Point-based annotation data
+-------+

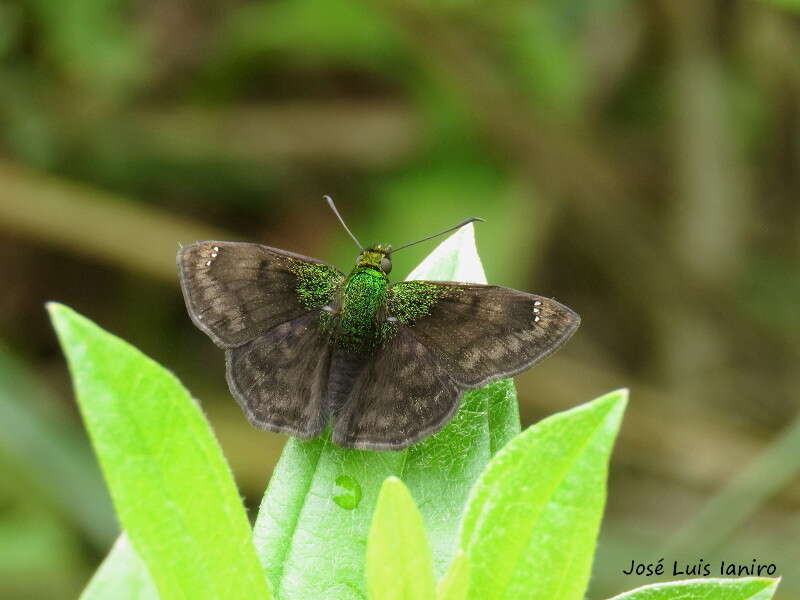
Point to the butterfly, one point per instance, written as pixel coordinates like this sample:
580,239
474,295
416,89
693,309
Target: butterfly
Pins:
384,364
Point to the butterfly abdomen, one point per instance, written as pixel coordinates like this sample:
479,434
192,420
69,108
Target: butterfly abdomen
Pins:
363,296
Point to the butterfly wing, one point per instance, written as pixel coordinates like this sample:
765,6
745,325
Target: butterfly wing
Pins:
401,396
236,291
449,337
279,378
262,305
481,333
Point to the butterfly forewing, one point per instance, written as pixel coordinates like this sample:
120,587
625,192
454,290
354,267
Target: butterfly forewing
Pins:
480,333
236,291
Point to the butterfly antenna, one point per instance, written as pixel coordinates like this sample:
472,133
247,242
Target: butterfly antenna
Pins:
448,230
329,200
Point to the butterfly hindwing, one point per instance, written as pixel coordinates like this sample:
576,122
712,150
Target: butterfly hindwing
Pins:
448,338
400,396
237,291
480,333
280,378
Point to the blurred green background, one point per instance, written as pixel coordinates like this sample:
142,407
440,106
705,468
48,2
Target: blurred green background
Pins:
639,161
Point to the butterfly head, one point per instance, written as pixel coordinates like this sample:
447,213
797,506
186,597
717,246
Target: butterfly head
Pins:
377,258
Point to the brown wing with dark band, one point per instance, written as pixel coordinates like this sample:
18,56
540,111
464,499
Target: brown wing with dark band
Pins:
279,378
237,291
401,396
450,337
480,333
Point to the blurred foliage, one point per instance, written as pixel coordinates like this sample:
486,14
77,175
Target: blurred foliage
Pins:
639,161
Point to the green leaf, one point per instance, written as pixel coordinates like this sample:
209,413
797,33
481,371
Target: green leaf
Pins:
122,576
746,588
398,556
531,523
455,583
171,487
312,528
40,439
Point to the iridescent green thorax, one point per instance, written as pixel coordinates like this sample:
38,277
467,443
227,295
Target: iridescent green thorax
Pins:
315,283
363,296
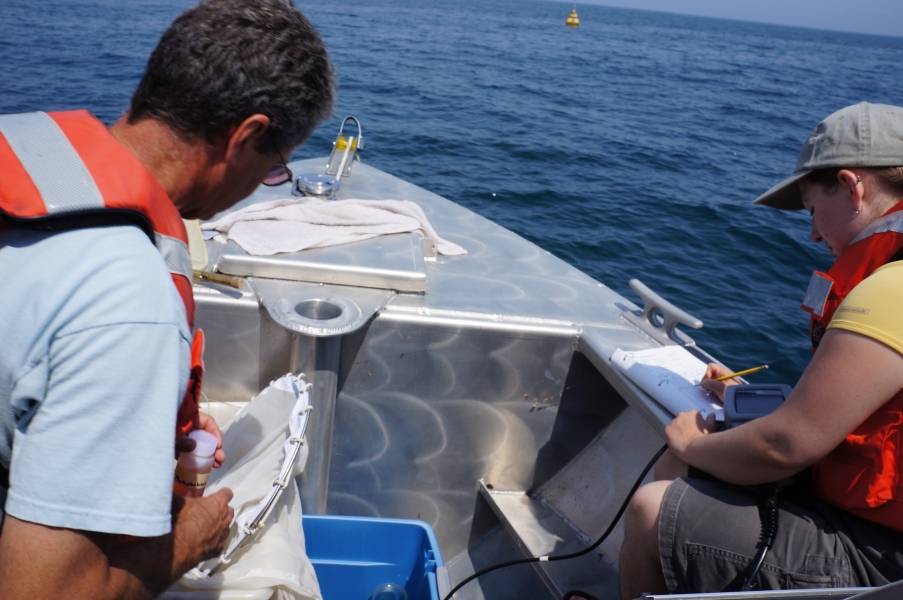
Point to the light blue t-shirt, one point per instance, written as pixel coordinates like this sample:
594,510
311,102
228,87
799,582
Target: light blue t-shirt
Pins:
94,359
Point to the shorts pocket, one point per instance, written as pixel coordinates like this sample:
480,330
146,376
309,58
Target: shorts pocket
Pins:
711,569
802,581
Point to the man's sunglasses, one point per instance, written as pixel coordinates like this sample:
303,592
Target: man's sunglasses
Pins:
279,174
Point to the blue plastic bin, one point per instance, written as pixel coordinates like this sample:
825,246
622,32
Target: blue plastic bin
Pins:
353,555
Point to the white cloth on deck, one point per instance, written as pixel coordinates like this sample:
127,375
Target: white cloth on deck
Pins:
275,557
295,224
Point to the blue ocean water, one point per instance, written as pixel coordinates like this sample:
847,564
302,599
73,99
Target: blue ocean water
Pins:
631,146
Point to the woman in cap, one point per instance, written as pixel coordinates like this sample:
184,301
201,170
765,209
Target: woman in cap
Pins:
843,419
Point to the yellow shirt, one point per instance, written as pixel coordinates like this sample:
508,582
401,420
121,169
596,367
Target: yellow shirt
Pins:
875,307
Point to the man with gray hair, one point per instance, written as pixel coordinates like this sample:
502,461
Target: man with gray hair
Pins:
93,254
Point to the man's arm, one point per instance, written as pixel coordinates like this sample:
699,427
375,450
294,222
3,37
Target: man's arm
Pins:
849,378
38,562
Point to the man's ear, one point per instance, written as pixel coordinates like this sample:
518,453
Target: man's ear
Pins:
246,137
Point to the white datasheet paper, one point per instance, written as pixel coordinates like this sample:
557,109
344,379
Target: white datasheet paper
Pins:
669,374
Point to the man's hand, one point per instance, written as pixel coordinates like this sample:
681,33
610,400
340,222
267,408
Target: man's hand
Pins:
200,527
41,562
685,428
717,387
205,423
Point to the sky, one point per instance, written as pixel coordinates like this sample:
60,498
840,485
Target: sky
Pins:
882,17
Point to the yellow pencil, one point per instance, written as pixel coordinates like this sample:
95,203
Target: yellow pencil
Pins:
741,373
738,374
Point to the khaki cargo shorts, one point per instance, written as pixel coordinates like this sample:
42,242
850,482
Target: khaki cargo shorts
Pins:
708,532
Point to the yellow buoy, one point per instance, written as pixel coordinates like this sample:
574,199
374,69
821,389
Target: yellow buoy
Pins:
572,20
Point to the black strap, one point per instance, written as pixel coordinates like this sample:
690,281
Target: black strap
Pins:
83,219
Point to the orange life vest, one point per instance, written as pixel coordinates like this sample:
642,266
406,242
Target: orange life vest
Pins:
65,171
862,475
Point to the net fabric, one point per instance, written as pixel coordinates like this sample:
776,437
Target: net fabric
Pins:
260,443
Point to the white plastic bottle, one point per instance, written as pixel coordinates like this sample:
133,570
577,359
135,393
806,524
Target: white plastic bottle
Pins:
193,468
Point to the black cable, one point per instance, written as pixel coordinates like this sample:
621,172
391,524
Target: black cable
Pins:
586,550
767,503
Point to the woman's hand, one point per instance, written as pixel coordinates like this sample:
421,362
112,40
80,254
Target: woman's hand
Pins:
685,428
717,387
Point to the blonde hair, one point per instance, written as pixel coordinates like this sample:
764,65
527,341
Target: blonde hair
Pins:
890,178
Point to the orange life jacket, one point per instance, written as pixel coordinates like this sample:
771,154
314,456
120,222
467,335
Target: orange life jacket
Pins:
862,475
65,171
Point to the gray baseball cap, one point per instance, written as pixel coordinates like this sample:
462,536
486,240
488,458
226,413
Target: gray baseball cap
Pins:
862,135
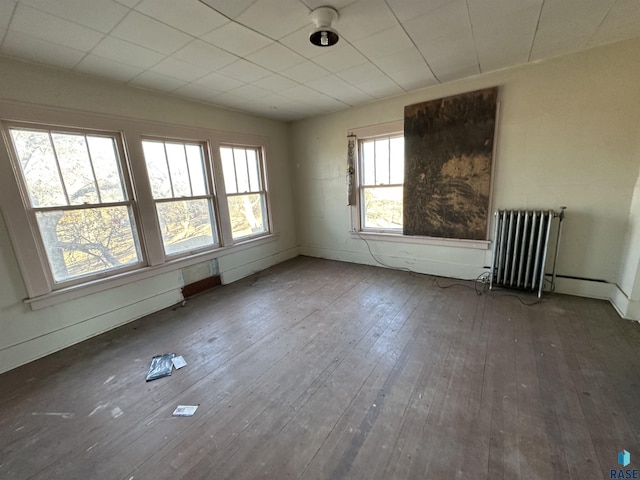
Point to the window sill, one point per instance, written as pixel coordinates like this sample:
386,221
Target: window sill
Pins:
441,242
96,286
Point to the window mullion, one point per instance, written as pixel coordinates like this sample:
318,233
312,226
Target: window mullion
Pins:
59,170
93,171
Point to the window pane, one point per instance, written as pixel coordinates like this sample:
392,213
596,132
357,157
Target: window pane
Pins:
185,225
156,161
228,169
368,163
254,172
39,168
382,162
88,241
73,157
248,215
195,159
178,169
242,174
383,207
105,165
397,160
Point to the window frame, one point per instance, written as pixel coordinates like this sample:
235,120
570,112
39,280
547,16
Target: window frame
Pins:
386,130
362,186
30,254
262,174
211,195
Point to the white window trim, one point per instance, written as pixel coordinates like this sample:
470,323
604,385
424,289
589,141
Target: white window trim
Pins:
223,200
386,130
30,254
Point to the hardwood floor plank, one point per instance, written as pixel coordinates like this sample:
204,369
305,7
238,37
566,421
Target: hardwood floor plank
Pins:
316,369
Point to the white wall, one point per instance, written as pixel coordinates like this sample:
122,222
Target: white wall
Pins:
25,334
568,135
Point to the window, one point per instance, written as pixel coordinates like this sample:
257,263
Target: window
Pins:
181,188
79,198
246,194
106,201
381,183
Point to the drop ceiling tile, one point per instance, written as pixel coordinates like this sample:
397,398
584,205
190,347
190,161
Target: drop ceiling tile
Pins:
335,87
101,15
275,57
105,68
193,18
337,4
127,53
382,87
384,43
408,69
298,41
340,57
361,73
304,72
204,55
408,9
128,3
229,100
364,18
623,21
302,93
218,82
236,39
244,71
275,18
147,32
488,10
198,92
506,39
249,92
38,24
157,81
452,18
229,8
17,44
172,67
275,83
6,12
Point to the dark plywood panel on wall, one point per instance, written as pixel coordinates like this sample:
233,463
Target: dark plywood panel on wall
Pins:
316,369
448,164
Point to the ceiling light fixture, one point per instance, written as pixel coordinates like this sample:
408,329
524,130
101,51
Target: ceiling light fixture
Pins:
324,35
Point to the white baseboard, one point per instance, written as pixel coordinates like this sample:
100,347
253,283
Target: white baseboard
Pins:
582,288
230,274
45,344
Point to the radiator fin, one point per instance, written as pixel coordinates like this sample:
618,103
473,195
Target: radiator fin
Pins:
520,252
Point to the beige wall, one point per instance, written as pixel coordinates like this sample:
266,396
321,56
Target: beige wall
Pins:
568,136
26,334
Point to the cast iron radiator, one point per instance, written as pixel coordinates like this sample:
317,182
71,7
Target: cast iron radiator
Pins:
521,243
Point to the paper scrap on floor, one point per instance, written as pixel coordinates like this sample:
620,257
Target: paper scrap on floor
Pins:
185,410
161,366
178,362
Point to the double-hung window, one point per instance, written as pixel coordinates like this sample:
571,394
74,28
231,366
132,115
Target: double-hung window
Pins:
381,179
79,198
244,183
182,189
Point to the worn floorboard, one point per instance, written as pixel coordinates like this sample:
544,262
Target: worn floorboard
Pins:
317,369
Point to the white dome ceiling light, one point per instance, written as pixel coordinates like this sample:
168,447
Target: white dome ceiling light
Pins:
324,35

+-------+

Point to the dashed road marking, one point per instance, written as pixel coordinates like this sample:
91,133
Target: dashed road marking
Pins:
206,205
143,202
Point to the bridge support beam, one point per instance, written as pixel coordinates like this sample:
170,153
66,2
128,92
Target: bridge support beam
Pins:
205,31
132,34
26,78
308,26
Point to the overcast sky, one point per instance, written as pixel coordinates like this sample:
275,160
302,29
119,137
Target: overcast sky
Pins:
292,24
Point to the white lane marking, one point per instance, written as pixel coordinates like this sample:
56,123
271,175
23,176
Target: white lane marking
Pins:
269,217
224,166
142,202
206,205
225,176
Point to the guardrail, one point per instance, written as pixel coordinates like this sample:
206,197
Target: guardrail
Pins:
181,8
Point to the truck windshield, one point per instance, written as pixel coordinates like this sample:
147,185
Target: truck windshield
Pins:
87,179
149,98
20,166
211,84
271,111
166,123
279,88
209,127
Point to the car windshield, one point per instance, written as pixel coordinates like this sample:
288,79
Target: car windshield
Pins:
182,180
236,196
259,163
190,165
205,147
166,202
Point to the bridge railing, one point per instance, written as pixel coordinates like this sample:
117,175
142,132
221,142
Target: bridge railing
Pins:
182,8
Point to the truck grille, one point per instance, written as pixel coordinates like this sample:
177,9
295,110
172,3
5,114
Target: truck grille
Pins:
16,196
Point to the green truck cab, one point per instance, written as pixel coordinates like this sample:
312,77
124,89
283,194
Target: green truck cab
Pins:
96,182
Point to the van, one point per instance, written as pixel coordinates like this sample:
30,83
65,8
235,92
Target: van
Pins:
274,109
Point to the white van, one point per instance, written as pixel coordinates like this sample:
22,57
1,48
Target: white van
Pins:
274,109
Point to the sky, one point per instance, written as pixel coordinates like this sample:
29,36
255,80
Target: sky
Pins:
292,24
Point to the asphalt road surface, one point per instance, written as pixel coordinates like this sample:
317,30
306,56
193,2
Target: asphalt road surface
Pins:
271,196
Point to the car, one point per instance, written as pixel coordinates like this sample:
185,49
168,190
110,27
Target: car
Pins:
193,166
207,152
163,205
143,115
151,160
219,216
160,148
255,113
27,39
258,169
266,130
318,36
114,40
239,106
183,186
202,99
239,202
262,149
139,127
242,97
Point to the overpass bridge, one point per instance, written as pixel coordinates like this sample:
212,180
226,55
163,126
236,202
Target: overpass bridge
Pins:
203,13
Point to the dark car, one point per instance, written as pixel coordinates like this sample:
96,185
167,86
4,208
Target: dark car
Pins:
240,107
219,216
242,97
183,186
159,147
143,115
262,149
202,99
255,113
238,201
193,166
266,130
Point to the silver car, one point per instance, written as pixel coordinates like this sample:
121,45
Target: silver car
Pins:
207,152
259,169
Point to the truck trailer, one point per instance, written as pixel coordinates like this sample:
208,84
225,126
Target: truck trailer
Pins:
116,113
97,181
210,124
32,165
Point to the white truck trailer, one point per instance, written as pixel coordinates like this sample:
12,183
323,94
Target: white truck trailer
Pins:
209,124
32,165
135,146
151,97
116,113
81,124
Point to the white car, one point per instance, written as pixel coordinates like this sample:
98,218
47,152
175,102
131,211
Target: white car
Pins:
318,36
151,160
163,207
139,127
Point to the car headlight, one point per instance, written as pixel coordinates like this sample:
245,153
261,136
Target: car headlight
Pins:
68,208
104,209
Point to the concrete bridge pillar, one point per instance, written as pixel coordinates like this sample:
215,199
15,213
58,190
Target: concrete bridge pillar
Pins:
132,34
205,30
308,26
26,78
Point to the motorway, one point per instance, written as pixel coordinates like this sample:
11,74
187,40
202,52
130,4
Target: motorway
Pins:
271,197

+-------+

### GIVEN EXERCISE:
Count the lines above that contain the string "hand", treating case as significant, and give only the number.

### REPLY:
4